- _What to do_
Without the pictures, return each record as it appears.

- _Data provided_
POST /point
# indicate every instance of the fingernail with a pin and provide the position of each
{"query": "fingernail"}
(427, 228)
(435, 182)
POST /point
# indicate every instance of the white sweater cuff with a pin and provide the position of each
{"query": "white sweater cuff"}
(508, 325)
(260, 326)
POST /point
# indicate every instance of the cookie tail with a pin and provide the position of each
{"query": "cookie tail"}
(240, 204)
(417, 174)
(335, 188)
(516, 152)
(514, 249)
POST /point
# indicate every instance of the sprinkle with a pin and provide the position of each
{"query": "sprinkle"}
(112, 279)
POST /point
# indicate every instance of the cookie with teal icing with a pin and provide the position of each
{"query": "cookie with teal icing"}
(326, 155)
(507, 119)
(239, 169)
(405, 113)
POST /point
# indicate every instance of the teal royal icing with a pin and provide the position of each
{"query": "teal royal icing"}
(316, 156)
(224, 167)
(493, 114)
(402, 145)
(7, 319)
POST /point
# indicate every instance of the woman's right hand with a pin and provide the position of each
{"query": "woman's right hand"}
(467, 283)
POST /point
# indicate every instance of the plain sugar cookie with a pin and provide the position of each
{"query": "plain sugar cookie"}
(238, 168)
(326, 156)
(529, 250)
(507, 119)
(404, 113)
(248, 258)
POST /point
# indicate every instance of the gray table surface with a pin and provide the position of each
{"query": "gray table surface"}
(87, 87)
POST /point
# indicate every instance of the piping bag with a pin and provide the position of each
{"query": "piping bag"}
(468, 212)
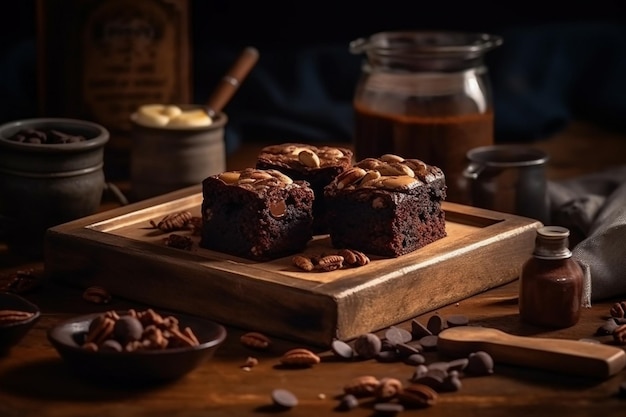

- _Answer for the task_
POST /point
# indicate every instance of the fingernail with a pin and provide the position of each
{"query": "fingernail"}
(427, 228)
(435, 182)
POST /point
# indicate every instance of the white sweater cuff with a pin and provide the position of each
{"query": "white sweater cuff"}
(508, 325)
(260, 326)
POST /point
# indicate every instance of the cookie tail with a pin and provide the position of each
{"query": "cookie tail"}
(240, 204)
(417, 174)
(335, 188)
(516, 152)
(514, 249)
POST /point
# indicate every instance of the sprinkle with a pin and provide the position of each
{"query": "sprinkle"}
(112, 279)
POST /point
# indicate every instance of the cookie with teal icing with a pin and provide the position of each
{"query": "cookie with teal icing"}
(326, 155)
(507, 119)
(239, 169)
(405, 113)
POST /point
# indicate every instance of the teal royal icing with a pin and provide the position of each
{"query": "teal royal icing"}
(316, 156)
(224, 167)
(493, 114)
(402, 145)
(7, 319)
POST /point
# indicate every instance of the woman's right hand with a pin and provide the position of each
{"query": "woman's right hand"}
(467, 283)
POST /point
# indicate every instance of the plain sugar cookie with a pin and provide the position of each
{"query": "plain sugar cookie"}
(238, 168)
(326, 156)
(529, 250)
(507, 119)
(404, 113)
(248, 258)
POST /point
# indicate every instance of the gray table surface with a pin and provide the position of each
{"query": "gray table surface"}
(87, 87)
POST /point
# indicate every instance of the piping bag with a pin and provide the position of each
{"query": "piping bag"}
(468, 212)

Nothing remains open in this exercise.